◆ DATA ROWS:
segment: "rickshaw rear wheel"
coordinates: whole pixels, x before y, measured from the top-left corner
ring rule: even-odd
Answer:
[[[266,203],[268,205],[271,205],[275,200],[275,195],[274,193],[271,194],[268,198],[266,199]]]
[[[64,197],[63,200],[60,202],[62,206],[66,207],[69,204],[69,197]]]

◆ TASK OBJECTIVE: Rewrite the lines above with "rear wheel" changed to "front wheel", keeping everything else the same.

◆ RESULT OF THE EXERCISE:
segment: "rickshaw front wheel"
coordinates: whole pixels, x before y, measured from the top-left corner
ring rule: even-odd
Answer:
[[[266,203],[268,205],[271,205],[275,200],[275,195],[274,193],[271,194],[268,198],[266,199]]]
[[[64,197],[63,200],[60,202],[62,206],[66,207],[69,204],[69,197]]]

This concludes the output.